Aim of the task:
Retype each entry below precisely as it reads.

Information shown:
####################

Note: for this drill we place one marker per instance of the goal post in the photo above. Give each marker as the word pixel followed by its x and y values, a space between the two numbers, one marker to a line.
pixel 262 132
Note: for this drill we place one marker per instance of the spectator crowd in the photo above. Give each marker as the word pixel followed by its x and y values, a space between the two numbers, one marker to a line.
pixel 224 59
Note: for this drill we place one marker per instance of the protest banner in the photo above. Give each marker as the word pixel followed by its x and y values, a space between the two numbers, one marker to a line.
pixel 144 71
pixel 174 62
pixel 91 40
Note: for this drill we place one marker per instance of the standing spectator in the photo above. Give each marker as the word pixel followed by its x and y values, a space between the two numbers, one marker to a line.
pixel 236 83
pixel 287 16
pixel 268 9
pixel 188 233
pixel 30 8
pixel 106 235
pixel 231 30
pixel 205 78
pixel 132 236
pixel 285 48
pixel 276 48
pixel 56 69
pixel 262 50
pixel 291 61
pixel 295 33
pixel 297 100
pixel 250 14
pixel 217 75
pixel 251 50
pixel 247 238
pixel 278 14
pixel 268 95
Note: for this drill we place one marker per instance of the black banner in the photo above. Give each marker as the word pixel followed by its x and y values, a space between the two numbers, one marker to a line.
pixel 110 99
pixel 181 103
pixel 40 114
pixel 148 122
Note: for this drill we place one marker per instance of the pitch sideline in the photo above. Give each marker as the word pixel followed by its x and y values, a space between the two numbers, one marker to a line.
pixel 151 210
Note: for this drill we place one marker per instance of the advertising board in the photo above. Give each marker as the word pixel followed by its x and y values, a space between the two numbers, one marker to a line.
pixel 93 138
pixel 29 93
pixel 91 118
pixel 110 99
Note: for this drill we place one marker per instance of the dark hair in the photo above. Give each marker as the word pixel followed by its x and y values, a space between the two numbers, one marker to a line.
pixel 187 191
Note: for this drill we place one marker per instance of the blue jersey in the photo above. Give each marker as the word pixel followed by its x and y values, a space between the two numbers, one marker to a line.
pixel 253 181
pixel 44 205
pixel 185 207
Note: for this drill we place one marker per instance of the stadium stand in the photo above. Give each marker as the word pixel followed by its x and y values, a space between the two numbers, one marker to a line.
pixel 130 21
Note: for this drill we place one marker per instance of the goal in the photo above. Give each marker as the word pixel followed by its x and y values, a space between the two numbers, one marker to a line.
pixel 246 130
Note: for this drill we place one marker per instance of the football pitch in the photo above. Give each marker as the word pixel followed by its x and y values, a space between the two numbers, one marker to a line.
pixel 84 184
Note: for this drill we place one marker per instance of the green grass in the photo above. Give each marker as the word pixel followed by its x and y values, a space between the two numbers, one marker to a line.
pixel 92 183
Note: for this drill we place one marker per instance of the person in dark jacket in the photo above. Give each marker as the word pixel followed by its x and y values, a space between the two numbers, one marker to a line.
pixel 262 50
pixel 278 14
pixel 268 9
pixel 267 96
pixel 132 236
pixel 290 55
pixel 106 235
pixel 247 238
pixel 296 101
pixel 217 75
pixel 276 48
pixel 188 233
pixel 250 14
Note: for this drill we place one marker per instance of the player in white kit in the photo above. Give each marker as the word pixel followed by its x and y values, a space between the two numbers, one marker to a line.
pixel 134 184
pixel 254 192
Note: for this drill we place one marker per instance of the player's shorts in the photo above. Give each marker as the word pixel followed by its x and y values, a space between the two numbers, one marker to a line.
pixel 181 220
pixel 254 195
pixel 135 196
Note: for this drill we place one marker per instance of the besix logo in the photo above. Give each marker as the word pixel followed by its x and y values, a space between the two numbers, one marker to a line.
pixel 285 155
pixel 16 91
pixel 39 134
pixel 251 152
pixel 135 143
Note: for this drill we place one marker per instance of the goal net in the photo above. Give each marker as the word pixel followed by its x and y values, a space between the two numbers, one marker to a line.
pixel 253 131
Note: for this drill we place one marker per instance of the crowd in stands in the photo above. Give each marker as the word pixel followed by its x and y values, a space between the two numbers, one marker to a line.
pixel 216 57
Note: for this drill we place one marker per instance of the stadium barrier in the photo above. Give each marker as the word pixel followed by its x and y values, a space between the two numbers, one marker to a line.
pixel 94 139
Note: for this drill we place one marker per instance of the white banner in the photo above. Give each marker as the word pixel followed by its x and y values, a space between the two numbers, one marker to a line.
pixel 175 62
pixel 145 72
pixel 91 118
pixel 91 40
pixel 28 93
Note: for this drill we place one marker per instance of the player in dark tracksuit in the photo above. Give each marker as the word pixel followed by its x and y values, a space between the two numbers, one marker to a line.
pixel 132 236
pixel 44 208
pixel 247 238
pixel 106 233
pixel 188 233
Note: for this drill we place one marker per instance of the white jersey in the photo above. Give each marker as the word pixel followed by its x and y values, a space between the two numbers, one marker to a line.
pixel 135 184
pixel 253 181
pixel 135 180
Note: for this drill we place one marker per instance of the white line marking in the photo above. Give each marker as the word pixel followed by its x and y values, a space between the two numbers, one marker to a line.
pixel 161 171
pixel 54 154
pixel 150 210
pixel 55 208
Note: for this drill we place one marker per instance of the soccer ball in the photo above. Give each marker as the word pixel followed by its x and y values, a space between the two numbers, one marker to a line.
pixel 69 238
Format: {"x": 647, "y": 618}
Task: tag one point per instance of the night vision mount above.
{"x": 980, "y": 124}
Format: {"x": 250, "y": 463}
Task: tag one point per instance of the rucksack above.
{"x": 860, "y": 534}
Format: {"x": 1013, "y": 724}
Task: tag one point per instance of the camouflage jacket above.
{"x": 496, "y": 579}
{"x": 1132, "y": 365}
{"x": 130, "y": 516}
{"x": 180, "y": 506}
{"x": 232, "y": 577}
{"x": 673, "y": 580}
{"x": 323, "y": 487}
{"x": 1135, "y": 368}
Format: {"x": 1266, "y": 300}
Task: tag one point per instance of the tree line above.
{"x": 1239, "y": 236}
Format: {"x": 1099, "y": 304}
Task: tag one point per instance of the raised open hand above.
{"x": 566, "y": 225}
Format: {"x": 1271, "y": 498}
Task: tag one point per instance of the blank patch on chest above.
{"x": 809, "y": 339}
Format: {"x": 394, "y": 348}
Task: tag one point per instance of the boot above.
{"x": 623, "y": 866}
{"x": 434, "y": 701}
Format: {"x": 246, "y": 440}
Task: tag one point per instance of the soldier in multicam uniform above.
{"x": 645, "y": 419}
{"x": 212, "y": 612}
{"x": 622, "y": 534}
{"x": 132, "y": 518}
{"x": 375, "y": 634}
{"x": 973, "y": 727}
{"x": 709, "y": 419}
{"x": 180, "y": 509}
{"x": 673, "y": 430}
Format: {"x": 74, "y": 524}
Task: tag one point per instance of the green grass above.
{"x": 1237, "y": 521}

####################

Task solution:
Note: for this drill we place one marker per instance of the goal post in the photo above. Give each marker as the word pixel followed by its x and y values, a space between the two numbers, one marker to a line.
pixel 262 132
Note: for this drill we place one marker per instance of the spectator crowd in the photo above. Give each marker as the word pixel followed by its x and y values, a space between the two numbers, one marker to a line.
pixel 224 59
Note: for this drill we place one marker per instance of the protest banner in the photo above. Give each marker as the word pixel followed by its x and y values, a space between the two numbers, one marker to a line.
pixel 144 71
pixel 174 62
pixel 91 40
Note: for this drill we place one marker per instance of the standing spectator in the photo above. Give each marker as the word pixel followed by its x and y values, a space between the two numbers, one marker to a line.
pixel 236 83
pixel 287 16
pixel 268 9
pixel 188 233
pixel 30 8
pixel 106 235
pixel 231 30
pixel 205 78
pixel 132 236
pixel 285 48
pixel 276 48
pixel 56 69
pixel 262 50
pixel 291 61
pixel 295 33
pixel 297 100
pixel 250 14
pixel 217 75
pixel 251 50
pixel 247 238
pixel 278 14
pixel 268 95
Note: for this drill we place one marker per instance of the black banner in the photo above. Give each marker as the word pixel followed by its x and y values, a space between the two numbers, one marker to a line.
pixel 110 99
pixel 181 103
pixel 40 114
pixel 148 122
Note: for this drill we place one marker per instance of the pitch sideline in the photo above. Give each marker as the word pixel followed by its x and y values, a space between the two numbers, one marker to a line.
pixel 151 210
Note: for this drill we place one marker per instance of the advertising board in the photo above. Give each marker as the word pixel followed by its x and y values, a space between the two numbers, one marker to a line.
pixel 93 138
pixel 29 93
pixel 91 118
pixel 110 99
Note: for this drill we place one marker per instance of the dark hair in the photo above. Give each marker as the word pixel followed by its x and y values, a space between the two numbers, one marker to a line.
pixel 187 191
Note: for this drill we place one marker per instance of the blue jersey in the photo above. Give each marker as the word pixel followed by its x and y values, a space between the two numbers, one marker to a line.
pixel 253 181
pixel 44 205
pixel 185 207
Note: for this drill we place one marker per instance of the stadium stand in the photo above. Give each marker as the word pixel followed by its x and y values, a space between the two numbers, one marker to a line.
pixel 130 21
Note: for this drill we place one marker per instance of the goal in the photo above. Give each marker as the word pixel followed by its x and y values, a space between the two numbers, one marker to a line.
pixel 246 130
Note: for this drill we place one marker per instance of the football pitch in the photo above. Give each marker as the word pixel followed by its x and y values, a space between the two numbers, one marker to a line.
pixel 84 184
Note: for this drill we place one marker per instance of the green grass in the photo above. Give each marker as the word pixel followed by its x and y values, a space between the two numbers, one marker to a line.
pixel 92 183
Note: for this drill we place one marker per instance of the person in dark jacket in the photo above. Give each marker as the word pixel followed by its x and y values, a space between the two numbers, one marker to a line.
pixel 262 50
pixel 278 14
pixel 268 9
pixel 267 96
pixel 132 236
pixel 290 55
pixel 106 235
pixel 247 238
pixel 296 101
pixel 217 75
pixel 276 48
pixel 188 233
pixel 250 14
Note: for this drill we place one marker per instance of the player in white kit in the photo above. Give each marker as the word pixel followed by its x and y values, a space between the two numbers, one marker to a line.
pixel 134 184
pixel 254 192
Note: for this drill we place one marker per instance of the player's shorts in the photo above. Give each marker as the word pixel followed by its x and y values, a space between the two numbers, one marker to a line.
pixel 181 220
pixel 254 195
pixel 135 196
Note: for this drill we place one marker per instance of the besix logo in the photo above. Give each marker as the word pixel followed by its x and y values, a space between the two numbers, one marker to a line.
pixel 285 155
pixel 16 91
pixel 39 134
pixel 251 152
pixel 135 143
Note: for this drill we place one marker per instance of the goal net in the photo above. Give each marker as the word pixel followed by its x and y values, a space between the two numbers, one marker to a line.
pixel 253 131
Note: for this drill we place one marker per instance of the crowd in stands in the photo above. Give each marker as the word pixel followed by its x and y values, a space between the two numbers, one marker to a line.
pixel 216 57
Note: for this drill we place one marker per instance of the stadium barrier in the photo above. Give each marker as the word pixel followed by its x and y values, a space between the two numbers, one marker to a line.
pixel 94 139
Note: for this drill we place one marker per instance of the white banner in the photo above. Give each marker as the word pixel followed by its x and y values, a space between the two numbers, one marker to a line.
pixel 175 62
pixel 145 72
pixel 91 118
pixel 91 40
pixel 28 93
Note: for this drill we place one marker per instance of the player in dark tracksuit in the photo above. Give each marker as the word pixel followed by its x and y values, a space between the two numbers, one marker to a line.
pixel 132 236
pixel 44 208
pixel 247 238
pixel 106 233
pixel 188 233
Note: for this drill we place one marker per instance of the white jersey in the photo above. Give each marker as the word pixel followed by its x and y values, a space between the two numbers, one marker to a line.
pixel 135 184
pixel 253 181
pixel 135 180
Note: for this drill we place one marker per instance of the white line marking in the photo above. Give each marker as the word pixel followed by its x and y values, a space between the two numbers, one marker to a line.
pixel 161 171
pixel 54 154
pixel 150 210
pixel 55 208
Note: for this drill we place one marker per instance of the soccer ball in the photo above. Give each marker as the word pixel followed by its x and y values, a space between the two numbers, one marker to a line.
pixel 69 238
Format: {"x": 647, "y": 618}
Task: tag one point per instance of the night vision mount above.
{"x": 980, "y": 124}
Format: {"x": 250, "y": 463}
Task: tag one point per instance of the rucksack above.
{"x": 860, "y": 534}
Format: {"x": 1013, "y": 724}
Task: tag one point per instance of the camouflage jacket above.
{"x": 496, "y": 579}
{"x": 1132, "y": 365}
{"x": 130, "y": 516}
{"x": 180, "y": 506}
{"x": 232, "y": 577}
{"x": 673, "y": 580}
{"x": 323, "y": 487}
{"x": 1135, "y": 368}
Format: {"x": 1266, "y": 300}
Task: tag one point per instance of the tree line above.
{"x": 1239, "y": 236}
Format: {"x": 1099, "y": 304}
Task: tag one point per instance of the raised open hand above.
{"x": 566, "y": 225}
Format: {"x": 1271, "y": 498}
Task: tag one point per instance of the blank patch on chest above.
{"x": 809, "y": 339}
Format: {"x": 394, "y": 348}
Task: tag one point per instance of the boot above.
{"x": 623, "y": 866}
{"x": 434, "y": 701}
Format: {"x": 246, "y": 440}
Task: tag one point per instance of the soldier in multicam uniform above.
{"x": 645, "y": 419}
{"x": 212, "y": 612}
{"x": 622, "y": 534}
{"x": 132, "y": 518}
{"x": 375, "y": 634}
{"x": 973, "y": 727}
{"x": 709, "y": 419}
{"x": 180, "y": 509}
{"x": 673, "y": 430}
Format: {"x": 74, "y": 524}
Task: tag one point per instance of the green grass above.
{"x": 1237, "y": 521}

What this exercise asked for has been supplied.